[ale] Server room issues

Jeff Hubbs hbbs at comcast.net
Thu Apr 22 09:42:34 EDT 2004


Also - a "crash cart" with LCD monitor, keyboard, and mouse affixed to
it!

On Thu, 2004-04-22 at 09:33, Dow Hurst wrote:
> Someone added that having enough room in the server room to have a moveable 
> cart on big rubber wheels is very convenient.  You can wheel to the rack your 
> working on and use as a bench as well as a cart.  I like the cover over the 
> main kill switch.
> Dow
> 
> 
> Jim Popovitch wrote:
> > Excellent write-up Dow.  I only have one point to add.... ALWAYS put a
> > plastic cover over the big red manual power kill switch, and for
> > sanity's sake: locate the switch at maximum arm-length away from exit
> > doors so as to make it highly inconvenient for contractors to hang their
> > jacket on. :)
> > 
> > -Jim P.
> > 
> > On Thu, 2004-04-22 at 02:37, Dow Hurst wrote:
> > 
> >>Here is a not so condensed listing of some advice from the list and others. 
> >>Read this as a rundown of a particular installation with some thoughts 
> >>injected.  I'd appreciate comments or advice if you want to add anything. 
> >>Names were blacked out to protect someone:
> >>
> >>Starting Philosphy: servers should never shutdown, run 24/7; jobs should be
> >>checkpointable for restart in case of failure; people more important than 
> >>servers; we are not a 99.99999 facility
> >>
> >>1.  A/C issues
> >>
> >>   3 separate systems, each with 0.5 needed capacity to cool server room, so 1
> >>can fail and be repaired w/out downtime on servers.  No redundant piping of
> >>coolant so that is a point of failure.  Two window units (if windows
> >>available) are installed as extra cooling capacity to handle either extra heat
> >>load or main unit failure for only a short time.  The window units make use of
> >>the window space which would have been a leak point for the A/C anyway.
> >>
> >>Think of A/C and Power supply as a fixed capacity that is set when the room is
> >>built.  No more A/C or Power will be added due to the expense.  So, plan for
> >>future heat load and power load for the next 5-10 years.

* **DATA LINES**:
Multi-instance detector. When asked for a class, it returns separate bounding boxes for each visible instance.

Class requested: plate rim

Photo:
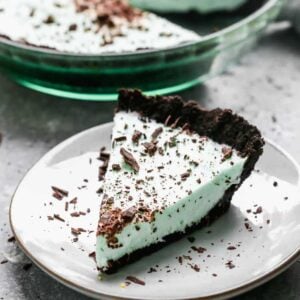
[9,122,300,300]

* **TASKS TO CARRY OUT**:
a) In the server room thread, how many separate A/C systems does the described installation have?
b) Duplicate the passage of the server room thread starting with "On Thu, 2004-04-22 at 09:33, Dow" and going on through "main kill switch.".
c) Write the next part of the server room thread, picking up after its final sentence.
The data comes from a different source than the server room thread.

* **ANSWERS TO THE EXERCISE**:
a) Three, each with half the capacity needed to cool the server room.

b)
On Thu, 2004-04-22 at 09:33, Dow Hurst wrote:
> Someone added that having enough room in the server room to have a moveable 
> cart on big rubber wheels is very convenient.  You can wheel to the rack your 
> working on and use as a bench as well as a cart.  I like the cover over the 
> main kill switch.

c)
> >>
> >>Put in a raised floor for A/C plenum to deliver air to the underside of
> >>servers.  Extremely valuable and in XXXXX's opinion the most important server
> >>room feature.  Perforated tiles allow control and tuning of the cool air flow
> >>in the room.  This is important since the airflow is never correct after the
> >>room is filled with equipment.  It always needs redirection after the servers
> >>are installed.  The floor needs to be of high quality design with steel
> >>capable of supporting a 2000lb rack of equipment with ease.  XXXXX indicated
> >>that the floor should not deflect more than 1/32" for 4000lb/square inch
> >>applied force.  A steel loading dock ramp should be put in, not wood since
> >>heavy equipment will move in up to the raised floor level.
> >>
> >>
> >>An ale.org member, Jonathon Glass, said this:
> >>"You should really look at the IBM e325 series (Opterons) for cooling.  I have
> >>4 of them (demo units) in a cluster.  I felt the cases while running a demo,
> >>and they were cool, if not cold, to the touch.  IBM has spent a lot of money
> >>on making these machines rack-ready, and cool running, and it has paid off."
> >>
> >>Also he said:
> >>"How big are the Opteron nodes?  Are they 1,2,4U?  How big are the power
> >>supplies?  What is the maximum draw you expect?  Convert that number to figure
> >>out how much heat dissipation you'll need to handle.
> >>
> >>I have a 3-ton A/C unit in my 14|15 x 14|15 server room, and the 24-33 node
> >>cluster I just spec'd out from IBM (1U, Dual Opterons) was rated at a max heat
> >>dissipation (is this the right word?) of 18,000 BTU.  According to my A/C guy,
> >>the 3-ton unit can handle a max of 36,000 BTU, so I'm well inside my limits.
> >>Getting the 3-ton unit installed in the drop-down ceiling, including
> >>installing new chilled water lines, was around $25K."
> >>
> >>Another ale.org member, Chris Ricker, had this to say:
> >>"Just to give you another price point to compare, we just spec'ed out getting
> >>an additional 30 tons A/C (360,000 BTUs), and it's coming in at ~$100,000.
> >>That's just for adding two more 15-ton units, as most of the other
> >>infrastructure needed for that's already there...."
> >>
> >>
> >>2.  Power issues
> >>
> >>   Power cabling is run under the raised floor to receptacles in the floor.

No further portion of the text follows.